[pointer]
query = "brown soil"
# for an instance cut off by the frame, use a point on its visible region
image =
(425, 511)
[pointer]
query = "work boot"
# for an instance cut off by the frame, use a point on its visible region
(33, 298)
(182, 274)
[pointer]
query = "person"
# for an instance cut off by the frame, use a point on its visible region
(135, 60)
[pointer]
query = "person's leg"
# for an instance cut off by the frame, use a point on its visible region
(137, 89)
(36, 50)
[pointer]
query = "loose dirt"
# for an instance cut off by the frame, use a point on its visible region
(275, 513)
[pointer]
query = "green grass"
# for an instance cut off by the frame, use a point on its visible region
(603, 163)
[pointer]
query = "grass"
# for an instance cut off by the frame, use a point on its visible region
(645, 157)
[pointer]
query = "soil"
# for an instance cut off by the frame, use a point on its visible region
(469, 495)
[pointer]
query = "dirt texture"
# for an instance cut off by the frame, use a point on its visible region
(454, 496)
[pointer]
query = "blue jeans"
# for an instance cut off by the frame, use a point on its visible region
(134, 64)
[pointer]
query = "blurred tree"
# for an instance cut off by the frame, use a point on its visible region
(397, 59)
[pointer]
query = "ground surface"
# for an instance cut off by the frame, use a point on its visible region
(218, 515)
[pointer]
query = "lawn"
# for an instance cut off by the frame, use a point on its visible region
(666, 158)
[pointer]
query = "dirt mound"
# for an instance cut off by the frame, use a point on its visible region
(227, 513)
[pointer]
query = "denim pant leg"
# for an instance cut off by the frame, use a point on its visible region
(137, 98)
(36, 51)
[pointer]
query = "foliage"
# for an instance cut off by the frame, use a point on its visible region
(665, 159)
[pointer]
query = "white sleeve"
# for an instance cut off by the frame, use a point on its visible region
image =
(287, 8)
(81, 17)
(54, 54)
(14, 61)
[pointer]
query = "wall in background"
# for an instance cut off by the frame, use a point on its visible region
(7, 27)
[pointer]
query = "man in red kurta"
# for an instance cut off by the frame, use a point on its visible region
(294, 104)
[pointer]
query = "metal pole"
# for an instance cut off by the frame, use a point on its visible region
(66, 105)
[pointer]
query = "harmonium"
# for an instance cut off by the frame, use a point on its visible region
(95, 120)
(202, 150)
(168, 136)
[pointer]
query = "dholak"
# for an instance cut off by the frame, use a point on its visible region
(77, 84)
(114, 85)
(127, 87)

* _Your goal_: Please count the lines above that contain the string "dirt" and give only the number.

* _Expected output_: 3